ROWS:
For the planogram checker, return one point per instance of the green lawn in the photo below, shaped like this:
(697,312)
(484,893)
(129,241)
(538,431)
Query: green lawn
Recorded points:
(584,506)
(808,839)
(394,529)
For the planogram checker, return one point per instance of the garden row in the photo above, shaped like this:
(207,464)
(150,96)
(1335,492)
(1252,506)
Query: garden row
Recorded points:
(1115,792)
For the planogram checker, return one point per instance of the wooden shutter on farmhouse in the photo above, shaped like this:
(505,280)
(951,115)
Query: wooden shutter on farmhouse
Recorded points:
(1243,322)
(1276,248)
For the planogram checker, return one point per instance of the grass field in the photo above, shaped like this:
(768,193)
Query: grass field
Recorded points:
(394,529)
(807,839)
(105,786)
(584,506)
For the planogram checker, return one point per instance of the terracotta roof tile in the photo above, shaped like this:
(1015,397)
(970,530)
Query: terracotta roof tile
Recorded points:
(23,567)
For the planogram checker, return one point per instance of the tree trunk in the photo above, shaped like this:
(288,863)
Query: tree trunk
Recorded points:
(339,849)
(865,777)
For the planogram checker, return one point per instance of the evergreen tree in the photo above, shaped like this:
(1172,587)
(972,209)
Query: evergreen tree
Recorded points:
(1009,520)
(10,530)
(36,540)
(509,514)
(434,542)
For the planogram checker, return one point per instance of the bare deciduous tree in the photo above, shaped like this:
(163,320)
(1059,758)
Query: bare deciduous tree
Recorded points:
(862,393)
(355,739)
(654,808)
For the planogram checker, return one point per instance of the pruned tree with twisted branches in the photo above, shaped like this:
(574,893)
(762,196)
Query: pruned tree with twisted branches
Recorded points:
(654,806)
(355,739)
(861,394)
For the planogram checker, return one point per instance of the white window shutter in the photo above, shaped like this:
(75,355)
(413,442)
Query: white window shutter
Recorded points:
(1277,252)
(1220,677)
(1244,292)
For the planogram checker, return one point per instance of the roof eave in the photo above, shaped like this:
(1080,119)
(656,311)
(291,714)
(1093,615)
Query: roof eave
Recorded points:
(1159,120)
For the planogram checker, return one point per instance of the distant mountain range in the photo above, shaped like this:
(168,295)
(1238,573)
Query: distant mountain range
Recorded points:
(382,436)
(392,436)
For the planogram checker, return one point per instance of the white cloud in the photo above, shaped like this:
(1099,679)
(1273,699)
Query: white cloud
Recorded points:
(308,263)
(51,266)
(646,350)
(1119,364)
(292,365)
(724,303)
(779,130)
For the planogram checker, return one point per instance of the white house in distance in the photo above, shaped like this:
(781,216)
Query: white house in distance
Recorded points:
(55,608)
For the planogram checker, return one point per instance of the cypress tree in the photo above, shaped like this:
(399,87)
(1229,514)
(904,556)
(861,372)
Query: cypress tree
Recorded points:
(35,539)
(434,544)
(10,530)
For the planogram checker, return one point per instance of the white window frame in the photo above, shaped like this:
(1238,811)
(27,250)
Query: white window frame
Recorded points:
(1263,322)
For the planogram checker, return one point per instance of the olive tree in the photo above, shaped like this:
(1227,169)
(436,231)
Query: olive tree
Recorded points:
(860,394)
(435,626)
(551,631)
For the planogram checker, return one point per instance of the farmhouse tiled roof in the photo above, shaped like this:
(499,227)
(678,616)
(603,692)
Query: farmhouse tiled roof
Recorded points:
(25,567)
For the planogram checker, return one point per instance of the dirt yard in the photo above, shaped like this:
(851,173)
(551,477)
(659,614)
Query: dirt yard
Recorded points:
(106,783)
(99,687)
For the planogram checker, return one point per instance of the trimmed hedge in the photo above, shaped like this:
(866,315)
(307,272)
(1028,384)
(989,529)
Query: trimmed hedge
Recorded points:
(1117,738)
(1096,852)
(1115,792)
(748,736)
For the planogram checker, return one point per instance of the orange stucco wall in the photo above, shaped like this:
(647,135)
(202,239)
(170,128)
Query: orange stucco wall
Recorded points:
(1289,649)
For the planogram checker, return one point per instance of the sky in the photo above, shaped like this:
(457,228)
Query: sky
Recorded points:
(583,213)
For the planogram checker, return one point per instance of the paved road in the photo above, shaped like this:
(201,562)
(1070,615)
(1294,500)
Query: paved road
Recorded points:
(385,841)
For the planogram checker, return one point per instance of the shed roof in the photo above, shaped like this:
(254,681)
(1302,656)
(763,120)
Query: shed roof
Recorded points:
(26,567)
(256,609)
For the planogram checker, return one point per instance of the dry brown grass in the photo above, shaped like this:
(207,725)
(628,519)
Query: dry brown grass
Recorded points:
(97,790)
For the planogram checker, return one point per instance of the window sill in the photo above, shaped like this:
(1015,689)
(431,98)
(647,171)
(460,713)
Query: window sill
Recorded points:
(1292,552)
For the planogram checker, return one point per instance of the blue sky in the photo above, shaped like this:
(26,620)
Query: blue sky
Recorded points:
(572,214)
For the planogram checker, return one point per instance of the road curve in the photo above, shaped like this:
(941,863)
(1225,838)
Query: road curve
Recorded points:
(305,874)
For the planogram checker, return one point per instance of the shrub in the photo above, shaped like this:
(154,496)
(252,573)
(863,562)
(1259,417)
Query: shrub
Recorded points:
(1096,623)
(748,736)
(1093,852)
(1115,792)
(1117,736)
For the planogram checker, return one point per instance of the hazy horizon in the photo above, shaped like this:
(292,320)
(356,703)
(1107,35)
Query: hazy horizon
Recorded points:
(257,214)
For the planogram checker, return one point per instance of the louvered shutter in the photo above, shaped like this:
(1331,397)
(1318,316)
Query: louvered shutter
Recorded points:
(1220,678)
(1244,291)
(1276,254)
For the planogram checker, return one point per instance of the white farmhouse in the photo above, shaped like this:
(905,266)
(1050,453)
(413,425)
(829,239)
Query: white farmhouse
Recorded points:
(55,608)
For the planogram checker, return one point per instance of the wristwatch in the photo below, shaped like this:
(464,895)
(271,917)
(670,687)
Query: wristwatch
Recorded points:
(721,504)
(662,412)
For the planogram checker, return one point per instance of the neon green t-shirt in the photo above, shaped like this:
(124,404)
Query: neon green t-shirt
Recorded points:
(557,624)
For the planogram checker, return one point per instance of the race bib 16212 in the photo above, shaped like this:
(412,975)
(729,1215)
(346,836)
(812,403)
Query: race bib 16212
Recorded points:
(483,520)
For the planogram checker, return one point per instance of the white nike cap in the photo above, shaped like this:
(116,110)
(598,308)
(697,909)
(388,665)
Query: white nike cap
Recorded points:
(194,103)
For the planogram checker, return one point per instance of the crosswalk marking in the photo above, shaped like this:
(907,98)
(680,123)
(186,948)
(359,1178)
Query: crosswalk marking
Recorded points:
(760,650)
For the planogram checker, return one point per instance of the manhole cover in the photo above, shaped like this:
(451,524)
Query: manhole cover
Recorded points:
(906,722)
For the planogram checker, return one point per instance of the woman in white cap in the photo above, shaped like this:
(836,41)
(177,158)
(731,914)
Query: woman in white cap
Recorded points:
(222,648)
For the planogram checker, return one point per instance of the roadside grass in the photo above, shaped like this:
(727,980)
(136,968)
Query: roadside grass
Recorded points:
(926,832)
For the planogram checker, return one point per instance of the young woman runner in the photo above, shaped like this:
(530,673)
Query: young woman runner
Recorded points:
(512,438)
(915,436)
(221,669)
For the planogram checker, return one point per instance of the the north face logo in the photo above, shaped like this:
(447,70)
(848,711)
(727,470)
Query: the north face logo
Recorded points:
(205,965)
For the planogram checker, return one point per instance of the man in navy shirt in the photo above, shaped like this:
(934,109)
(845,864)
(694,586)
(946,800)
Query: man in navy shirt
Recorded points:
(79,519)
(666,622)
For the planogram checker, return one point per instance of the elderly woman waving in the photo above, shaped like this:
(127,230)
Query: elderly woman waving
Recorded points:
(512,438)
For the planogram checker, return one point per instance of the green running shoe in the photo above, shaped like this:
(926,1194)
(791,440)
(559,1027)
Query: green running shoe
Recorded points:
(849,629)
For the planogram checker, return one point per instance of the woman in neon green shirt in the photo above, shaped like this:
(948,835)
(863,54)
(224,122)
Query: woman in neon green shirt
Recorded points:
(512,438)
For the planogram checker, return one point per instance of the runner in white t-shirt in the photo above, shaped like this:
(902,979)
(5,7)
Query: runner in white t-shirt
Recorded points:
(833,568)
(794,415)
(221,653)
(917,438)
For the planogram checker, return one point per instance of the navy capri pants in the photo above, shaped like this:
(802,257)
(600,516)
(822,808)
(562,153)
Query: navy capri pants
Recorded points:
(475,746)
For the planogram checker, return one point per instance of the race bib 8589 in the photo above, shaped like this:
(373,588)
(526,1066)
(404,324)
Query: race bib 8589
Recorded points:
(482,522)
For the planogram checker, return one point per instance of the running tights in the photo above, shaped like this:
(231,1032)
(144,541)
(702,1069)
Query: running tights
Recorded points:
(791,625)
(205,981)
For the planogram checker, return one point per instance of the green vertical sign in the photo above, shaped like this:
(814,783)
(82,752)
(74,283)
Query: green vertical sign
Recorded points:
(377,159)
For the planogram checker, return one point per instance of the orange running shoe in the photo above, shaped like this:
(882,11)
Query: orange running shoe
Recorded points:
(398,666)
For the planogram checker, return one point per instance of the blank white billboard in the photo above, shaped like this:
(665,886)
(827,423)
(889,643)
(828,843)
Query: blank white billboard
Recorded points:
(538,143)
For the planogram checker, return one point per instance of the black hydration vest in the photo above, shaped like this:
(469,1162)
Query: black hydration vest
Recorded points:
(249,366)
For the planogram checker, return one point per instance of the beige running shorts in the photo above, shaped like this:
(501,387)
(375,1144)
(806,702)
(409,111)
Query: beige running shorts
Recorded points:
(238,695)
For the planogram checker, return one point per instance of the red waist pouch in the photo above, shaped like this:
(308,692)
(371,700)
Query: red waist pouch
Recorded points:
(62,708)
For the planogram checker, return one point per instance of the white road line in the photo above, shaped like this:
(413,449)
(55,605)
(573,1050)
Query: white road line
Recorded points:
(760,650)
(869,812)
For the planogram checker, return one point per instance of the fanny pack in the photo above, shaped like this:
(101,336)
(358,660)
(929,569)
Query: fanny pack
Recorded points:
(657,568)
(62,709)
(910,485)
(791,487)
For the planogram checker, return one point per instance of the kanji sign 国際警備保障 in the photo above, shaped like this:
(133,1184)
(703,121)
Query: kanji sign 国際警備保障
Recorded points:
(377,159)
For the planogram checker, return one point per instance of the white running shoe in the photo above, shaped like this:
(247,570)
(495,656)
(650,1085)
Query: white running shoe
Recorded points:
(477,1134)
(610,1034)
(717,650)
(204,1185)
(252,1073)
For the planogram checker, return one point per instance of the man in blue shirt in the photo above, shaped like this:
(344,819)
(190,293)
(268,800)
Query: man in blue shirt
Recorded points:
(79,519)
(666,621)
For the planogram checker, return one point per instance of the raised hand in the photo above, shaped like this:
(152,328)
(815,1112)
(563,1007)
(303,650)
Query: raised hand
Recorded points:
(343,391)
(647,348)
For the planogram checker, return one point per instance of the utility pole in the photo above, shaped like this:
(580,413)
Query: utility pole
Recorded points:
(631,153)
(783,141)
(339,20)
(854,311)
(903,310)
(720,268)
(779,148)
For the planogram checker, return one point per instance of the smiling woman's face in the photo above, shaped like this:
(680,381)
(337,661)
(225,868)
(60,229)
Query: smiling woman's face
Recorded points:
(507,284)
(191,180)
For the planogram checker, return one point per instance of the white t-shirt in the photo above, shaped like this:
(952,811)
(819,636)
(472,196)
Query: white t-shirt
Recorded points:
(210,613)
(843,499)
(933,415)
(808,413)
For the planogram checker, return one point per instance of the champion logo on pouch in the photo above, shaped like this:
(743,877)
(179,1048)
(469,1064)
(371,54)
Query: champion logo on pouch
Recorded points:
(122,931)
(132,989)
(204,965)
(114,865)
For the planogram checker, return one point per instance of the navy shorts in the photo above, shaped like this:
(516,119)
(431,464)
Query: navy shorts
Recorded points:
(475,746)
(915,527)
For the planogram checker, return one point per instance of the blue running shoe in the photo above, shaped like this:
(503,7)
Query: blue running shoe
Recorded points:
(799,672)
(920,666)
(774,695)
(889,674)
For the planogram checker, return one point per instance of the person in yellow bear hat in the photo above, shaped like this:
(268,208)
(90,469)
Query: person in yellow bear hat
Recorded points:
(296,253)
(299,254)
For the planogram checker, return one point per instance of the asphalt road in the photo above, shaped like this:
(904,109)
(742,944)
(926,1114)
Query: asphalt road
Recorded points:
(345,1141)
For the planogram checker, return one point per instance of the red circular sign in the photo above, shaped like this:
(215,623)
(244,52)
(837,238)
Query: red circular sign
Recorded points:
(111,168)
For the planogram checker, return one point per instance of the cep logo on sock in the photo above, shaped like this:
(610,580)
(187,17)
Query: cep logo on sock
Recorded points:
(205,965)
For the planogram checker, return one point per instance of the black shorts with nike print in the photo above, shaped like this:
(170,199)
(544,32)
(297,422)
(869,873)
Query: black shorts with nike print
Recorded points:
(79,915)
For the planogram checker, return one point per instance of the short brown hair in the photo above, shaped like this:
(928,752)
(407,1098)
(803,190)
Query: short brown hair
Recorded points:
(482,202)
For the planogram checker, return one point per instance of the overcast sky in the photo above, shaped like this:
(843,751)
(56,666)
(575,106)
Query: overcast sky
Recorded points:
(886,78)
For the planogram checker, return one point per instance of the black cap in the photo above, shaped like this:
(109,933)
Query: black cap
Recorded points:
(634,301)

REQUIREMENT: Only the lines from the one holding "the red circular" through the end of the listing should be given again, exactly and with both ends included.

THE RESPONSE:
For the planogram checker, return one point per instance of the red circular sign in the photo above, shaped like this:
(215,623)
(244,52)
(837,238)
Query: red circular sign
Recorded points:
(111,168)
For the planogram checker, return one point per instance of the cep logo on sock in the photo above, shaped like this:
(610,580)
(187,17)
Query: cep logo on sock
Recorded points:
(205,965)
For the planogram checker, return one point per instance of the black shorts with nike print in the photo above, shaped like this:
(170,199)
(544,32)
(297,422)
(869,873)
Query: black shorts with nike print
Recorded points:
(79,915)
For the planogram checker, return one point per instance of the short brown hair in the photo above, shaped like this:
(928,752)
(407,1098)
(803,190)
Query: short brown hair
Recorded points:
(482,202)
For the planogram checker, return one point per instance of the overcast sky in the photo above, shaped like this:
(843,751)
(56,666)
(575,106)
Query: overcast sky
Recorded points:
(886,78)
For the planogram checker, return one point per instance of the black cap in the photo above, shaped like this:
(109,933)
Query: black cap
Recorded points:
(634,301)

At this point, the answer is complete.